--- Begin DATASET CONTENT ---
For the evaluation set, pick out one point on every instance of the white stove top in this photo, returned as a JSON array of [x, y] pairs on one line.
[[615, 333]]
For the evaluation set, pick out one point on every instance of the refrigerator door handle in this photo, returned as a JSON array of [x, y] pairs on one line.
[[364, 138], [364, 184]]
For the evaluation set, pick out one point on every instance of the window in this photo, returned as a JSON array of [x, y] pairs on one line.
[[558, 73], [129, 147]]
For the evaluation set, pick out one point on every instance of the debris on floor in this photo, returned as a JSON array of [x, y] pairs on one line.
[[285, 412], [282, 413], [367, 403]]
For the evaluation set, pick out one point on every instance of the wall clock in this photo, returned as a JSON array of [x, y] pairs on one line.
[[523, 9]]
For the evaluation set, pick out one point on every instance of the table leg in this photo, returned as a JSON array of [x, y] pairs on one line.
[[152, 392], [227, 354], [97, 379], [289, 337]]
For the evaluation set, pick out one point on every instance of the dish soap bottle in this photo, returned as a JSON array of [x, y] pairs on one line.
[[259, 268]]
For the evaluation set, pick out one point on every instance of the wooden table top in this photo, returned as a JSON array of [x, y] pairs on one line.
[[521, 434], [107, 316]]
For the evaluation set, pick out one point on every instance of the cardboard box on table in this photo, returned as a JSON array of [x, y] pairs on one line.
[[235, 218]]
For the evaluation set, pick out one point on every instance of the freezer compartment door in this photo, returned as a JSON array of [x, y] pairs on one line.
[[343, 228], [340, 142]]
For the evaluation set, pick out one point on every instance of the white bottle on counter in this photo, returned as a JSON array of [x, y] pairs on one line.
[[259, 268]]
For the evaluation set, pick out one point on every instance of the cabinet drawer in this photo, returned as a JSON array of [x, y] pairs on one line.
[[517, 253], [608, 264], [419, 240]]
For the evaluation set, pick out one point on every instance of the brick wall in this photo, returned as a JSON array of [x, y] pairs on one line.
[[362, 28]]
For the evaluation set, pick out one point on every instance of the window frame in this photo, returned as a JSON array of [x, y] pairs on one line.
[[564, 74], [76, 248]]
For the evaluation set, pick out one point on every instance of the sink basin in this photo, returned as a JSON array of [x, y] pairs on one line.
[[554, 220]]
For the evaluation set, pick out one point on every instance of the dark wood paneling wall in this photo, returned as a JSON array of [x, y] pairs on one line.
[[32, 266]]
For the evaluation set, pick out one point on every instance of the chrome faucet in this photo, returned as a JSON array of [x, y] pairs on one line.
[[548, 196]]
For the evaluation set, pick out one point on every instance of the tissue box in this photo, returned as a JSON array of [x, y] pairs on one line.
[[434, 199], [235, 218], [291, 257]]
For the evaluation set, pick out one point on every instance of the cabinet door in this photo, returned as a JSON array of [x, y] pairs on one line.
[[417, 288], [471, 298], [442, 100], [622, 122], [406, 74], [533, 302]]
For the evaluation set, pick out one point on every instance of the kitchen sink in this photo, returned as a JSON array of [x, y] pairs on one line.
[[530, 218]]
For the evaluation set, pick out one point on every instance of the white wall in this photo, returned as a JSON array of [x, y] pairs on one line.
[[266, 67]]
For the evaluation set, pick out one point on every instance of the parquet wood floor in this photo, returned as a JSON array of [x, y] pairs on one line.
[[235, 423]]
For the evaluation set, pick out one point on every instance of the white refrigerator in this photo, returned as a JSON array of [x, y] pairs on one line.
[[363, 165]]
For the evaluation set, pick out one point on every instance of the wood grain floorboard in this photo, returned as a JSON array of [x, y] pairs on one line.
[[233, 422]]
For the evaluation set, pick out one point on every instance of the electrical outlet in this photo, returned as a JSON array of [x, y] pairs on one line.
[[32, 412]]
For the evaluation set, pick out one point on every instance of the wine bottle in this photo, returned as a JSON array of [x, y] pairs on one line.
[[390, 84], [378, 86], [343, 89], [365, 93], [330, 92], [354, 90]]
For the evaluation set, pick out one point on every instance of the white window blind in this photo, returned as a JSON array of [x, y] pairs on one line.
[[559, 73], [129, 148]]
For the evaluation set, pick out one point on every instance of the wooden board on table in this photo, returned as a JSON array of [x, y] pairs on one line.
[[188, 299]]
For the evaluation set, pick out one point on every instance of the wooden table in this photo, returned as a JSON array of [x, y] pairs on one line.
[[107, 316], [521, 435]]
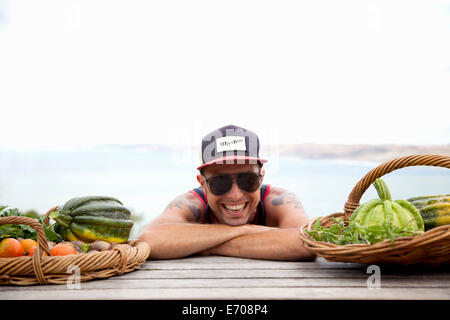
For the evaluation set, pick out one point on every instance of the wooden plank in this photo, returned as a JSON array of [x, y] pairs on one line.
[[220, 262], [272, 293], [282, 273], [238, 283]]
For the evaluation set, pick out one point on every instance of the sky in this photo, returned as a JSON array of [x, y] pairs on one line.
[[85, 73]]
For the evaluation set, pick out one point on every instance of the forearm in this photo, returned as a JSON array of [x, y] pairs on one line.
[[276, 244], [177, 240]]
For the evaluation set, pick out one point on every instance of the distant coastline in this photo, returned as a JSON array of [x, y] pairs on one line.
[[356, 152], [360, 152]]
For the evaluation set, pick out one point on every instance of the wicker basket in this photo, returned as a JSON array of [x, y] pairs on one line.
[[430, 248], [40, 269]]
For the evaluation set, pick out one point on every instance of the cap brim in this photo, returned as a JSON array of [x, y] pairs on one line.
[[230, 160]]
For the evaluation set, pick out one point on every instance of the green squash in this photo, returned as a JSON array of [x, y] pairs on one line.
[[435, 210], [93, 218], [387, 216]]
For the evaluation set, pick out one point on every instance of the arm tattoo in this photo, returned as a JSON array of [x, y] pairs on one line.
[[197, 212], [176, 203], [181, 203], [287, 198]]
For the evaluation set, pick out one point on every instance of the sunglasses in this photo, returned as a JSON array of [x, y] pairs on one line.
[[247, 181]]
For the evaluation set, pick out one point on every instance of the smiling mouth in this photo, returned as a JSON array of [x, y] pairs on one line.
[[235, 210]]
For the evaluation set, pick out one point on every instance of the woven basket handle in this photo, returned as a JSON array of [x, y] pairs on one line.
[[433, 160]]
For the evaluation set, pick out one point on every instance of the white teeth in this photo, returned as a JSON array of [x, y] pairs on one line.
[[235, 208]]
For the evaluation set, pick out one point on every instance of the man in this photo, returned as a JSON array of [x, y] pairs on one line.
[[232, 213]]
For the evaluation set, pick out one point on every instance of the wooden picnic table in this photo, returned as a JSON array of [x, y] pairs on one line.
[[220, 278]]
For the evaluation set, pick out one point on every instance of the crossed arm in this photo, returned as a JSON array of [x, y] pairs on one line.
[[177, 232]]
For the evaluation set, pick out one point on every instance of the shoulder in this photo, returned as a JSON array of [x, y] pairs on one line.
[[275, 194], [184, 207], [283, 208]]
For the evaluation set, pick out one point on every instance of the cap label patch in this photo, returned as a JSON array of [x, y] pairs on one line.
[[230, 143]]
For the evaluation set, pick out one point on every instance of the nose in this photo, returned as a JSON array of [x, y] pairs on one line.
[[235, 192]]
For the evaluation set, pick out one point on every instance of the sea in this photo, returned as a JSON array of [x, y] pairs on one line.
[[145, 180]]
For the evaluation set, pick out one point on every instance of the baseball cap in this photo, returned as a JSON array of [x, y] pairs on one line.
[[228, 145]]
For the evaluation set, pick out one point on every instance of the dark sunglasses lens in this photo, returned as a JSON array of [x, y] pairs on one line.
[[220, 184], [248, 182]]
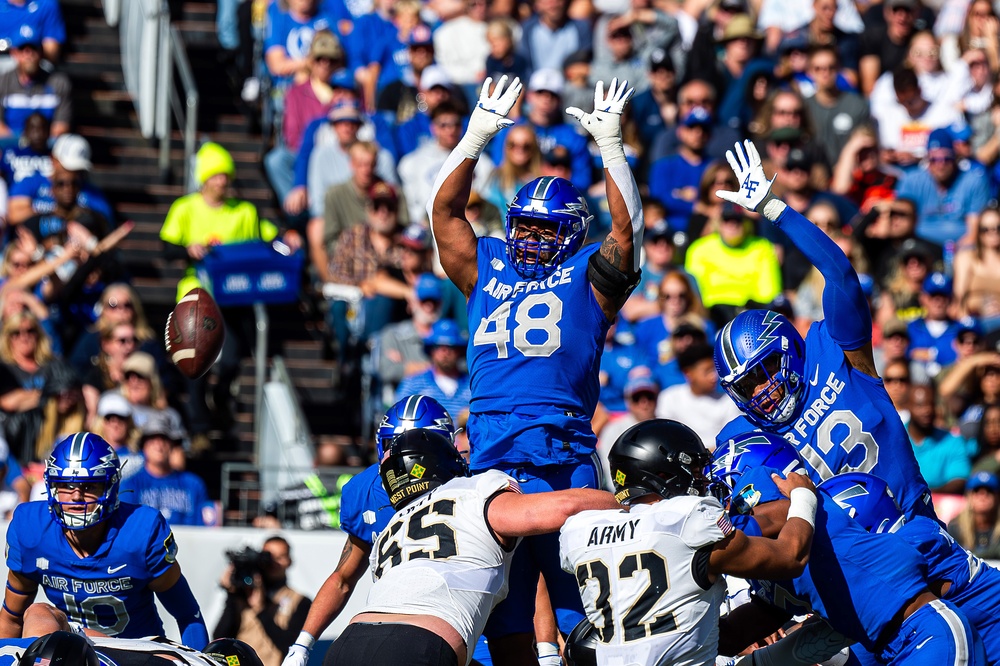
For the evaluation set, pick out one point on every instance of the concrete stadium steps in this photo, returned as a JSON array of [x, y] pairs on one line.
[[127, 169]]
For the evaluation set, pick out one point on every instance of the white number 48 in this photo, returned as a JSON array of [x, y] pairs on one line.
[[493, 329]]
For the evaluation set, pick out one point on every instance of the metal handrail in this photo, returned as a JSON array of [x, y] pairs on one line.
[[186, 116]]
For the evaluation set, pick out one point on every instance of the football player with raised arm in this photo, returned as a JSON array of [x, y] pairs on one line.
[[441, 565], [651, 575], [870, 588], [822, 394], [540, 304], [957, 575], [364, 512], [98, 560]]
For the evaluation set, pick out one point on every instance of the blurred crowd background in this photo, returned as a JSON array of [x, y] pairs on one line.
[[879, 119]]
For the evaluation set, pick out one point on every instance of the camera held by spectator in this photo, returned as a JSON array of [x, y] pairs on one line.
[[261, 610]]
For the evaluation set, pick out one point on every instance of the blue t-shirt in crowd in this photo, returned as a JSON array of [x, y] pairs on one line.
[[21, 162], [941, 213], [180, 496], [38, 188], [41, 17], [674, 182], [943, 457]]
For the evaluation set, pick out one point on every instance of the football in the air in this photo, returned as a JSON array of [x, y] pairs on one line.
[[195, 333]]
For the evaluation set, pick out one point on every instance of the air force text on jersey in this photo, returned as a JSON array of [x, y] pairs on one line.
[[813, 413], [501, 291], [613, 533]]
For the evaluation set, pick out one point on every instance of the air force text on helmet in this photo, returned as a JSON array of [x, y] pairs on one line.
[[501, 291], [813, 414]]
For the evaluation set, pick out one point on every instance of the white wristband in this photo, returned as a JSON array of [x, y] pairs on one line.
[[773, 207], [803, 505], [306, 640], [548, 649]]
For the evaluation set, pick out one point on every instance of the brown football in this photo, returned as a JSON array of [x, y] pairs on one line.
[[195, 333]]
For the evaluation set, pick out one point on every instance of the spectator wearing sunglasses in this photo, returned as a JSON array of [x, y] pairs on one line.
[[25, 373], [949, 196]]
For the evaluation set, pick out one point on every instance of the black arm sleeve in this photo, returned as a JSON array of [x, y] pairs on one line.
[[174, 252]]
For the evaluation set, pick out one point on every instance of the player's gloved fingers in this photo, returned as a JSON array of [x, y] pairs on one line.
[[484, 94], [731, 158], [725, 195], [498, 90]]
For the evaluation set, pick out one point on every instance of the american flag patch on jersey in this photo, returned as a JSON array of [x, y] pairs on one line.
[[724, 524]]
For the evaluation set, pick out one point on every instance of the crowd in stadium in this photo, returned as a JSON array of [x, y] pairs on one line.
[[399, 135], [878, 120]]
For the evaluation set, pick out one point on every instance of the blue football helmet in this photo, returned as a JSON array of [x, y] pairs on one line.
[[760, 358], [415, 411], [867, 499], [553, 201], [746, 451], [83, 458]]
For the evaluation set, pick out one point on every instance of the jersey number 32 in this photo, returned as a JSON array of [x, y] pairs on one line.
[[632, 615]]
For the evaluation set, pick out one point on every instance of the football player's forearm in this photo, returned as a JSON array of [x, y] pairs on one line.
[[844, 303], [626, 209], [329, 601]]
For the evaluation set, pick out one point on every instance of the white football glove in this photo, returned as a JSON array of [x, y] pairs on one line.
[[489, 116], [755, 188], [298, 655], [605, 123]]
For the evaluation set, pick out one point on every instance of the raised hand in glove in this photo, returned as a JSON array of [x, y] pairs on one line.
[[755, 187], [605, 123], [490, 115]]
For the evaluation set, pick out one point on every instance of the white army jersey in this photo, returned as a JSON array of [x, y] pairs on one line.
[[650, 602], [437, 556]]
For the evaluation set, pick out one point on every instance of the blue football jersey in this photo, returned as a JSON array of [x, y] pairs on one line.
[[535, 353], [855, 580], [107, 591], [364, 506], [848, 424]]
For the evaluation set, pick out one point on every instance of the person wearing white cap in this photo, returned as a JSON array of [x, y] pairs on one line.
[[436, 88], [114, 423], [30, 87], [545, 88], [66, 187]]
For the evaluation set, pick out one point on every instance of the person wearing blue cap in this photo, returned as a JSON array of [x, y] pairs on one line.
[[976, 528], [446, 380], [674, 179], [932, 337], [948, 195], [28, 88]]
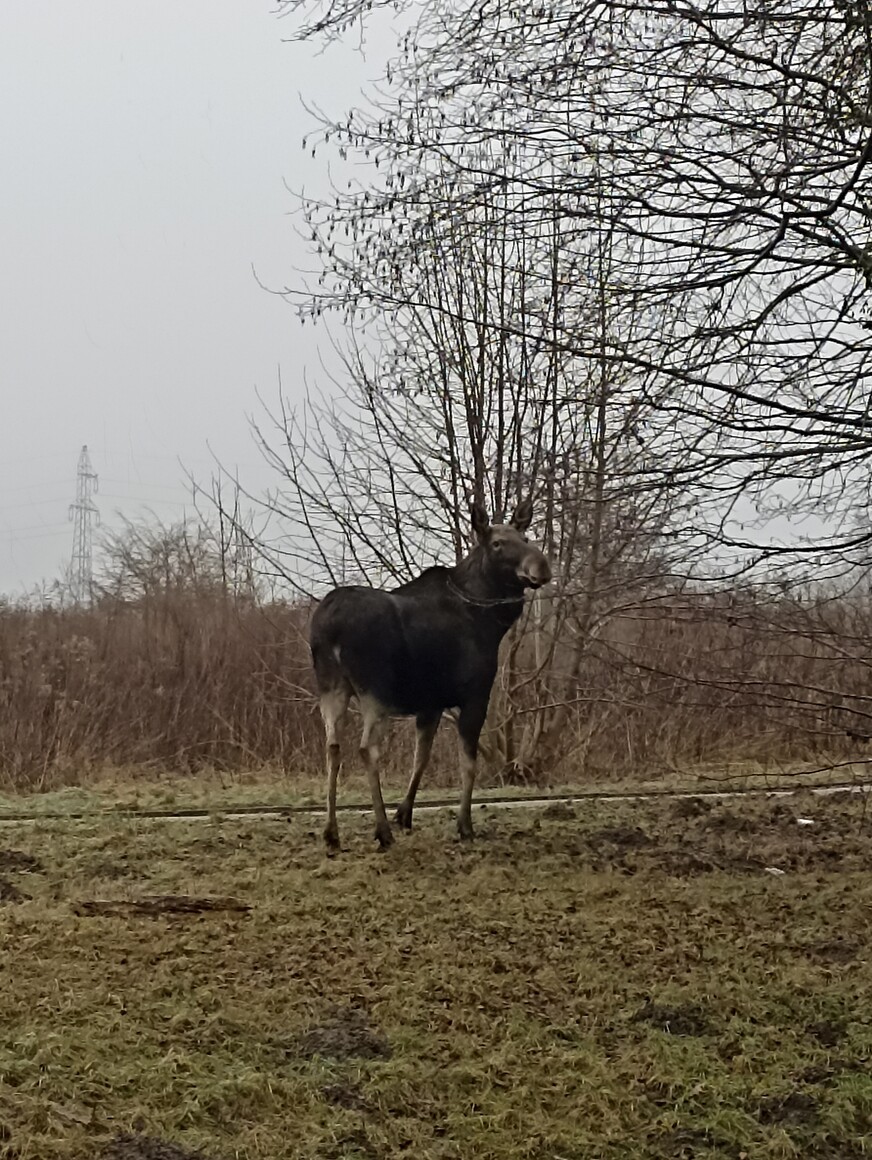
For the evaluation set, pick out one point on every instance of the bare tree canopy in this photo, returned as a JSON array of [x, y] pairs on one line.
[[724, 153]]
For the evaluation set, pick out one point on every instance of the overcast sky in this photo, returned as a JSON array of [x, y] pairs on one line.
[[145, 151]]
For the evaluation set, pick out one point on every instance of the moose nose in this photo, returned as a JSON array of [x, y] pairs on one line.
[[537, 572]]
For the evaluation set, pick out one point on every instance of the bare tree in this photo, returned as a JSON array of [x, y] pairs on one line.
[[728, 154]]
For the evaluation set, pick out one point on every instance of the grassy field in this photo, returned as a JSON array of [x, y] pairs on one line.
[[600, 981]]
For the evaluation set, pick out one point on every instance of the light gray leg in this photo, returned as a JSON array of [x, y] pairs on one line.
[[333, 709], [467, 774], [373, 722], [424, 737], [469, 725]]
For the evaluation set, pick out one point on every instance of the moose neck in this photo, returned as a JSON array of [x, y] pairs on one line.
[[486, 593]]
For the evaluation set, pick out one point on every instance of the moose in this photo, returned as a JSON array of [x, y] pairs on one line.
[[419, 650]]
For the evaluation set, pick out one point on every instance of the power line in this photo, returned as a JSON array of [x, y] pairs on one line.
[[84, 513]]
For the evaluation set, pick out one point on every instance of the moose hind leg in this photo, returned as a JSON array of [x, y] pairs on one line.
[[333, 709], [373, 724], [426, 731]]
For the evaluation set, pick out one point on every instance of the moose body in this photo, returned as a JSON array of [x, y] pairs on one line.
[[418, 650]]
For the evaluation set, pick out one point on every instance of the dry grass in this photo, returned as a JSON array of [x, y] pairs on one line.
[[610, 981], [191, 680]]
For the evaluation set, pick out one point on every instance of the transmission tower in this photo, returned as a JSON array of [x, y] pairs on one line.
[[84, 514]]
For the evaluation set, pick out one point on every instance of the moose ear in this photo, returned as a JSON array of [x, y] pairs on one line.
[[480, 522], [522, 515]]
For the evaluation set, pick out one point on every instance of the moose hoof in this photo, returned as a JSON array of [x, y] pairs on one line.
[[384, 836], [464, 828], [404, 816]]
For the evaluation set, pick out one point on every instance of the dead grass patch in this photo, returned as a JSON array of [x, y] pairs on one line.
[[547, 992]]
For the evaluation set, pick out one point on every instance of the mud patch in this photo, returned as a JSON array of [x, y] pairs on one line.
[[691, 807], [834, 950], [627, 838], [559, 811], [347, 1095], [347, 1035], [16, 861], [11, 893], [797, 1108], [146, 1147], [828, 1032], [158, 905], [684, 1019]]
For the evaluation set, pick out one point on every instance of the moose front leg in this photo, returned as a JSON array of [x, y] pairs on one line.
[[427, 725], [469, 726]]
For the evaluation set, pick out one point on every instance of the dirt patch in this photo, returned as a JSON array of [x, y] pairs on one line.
[[108, 869], [691, 807], [11, 893], [17, 860], [797, 1108], [726, 821], [146, 1147], [159, 904], [834, 950], [684, 1019], [625, 836], [559, 811], [347, 1095], [828, 1032], [689, 1143], [347, 1035]]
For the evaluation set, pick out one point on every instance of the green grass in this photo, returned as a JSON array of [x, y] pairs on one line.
[[607, 981], [120, 790]]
--- End DATASET CONTENT ---
:: WRITTEN INSTRUCTION ::
Reproduce the records verbatim, beginning at the line that contains "man in this" and stopping after the line that contains "[[220, 278]]", with both lines included.

:: REPLY TO THE EXERCISE ::
For the evaluation set, pick out one point on every instance of the man in this photo, returned as a JSON array of [x, y] pairs on one line.
[[232, 213]]
For the evaluation set, pick out one point on every instance of the wooden picnic table in this photo, returned as a JSON array of [x, y] pairs on one line.
[[220, 278]]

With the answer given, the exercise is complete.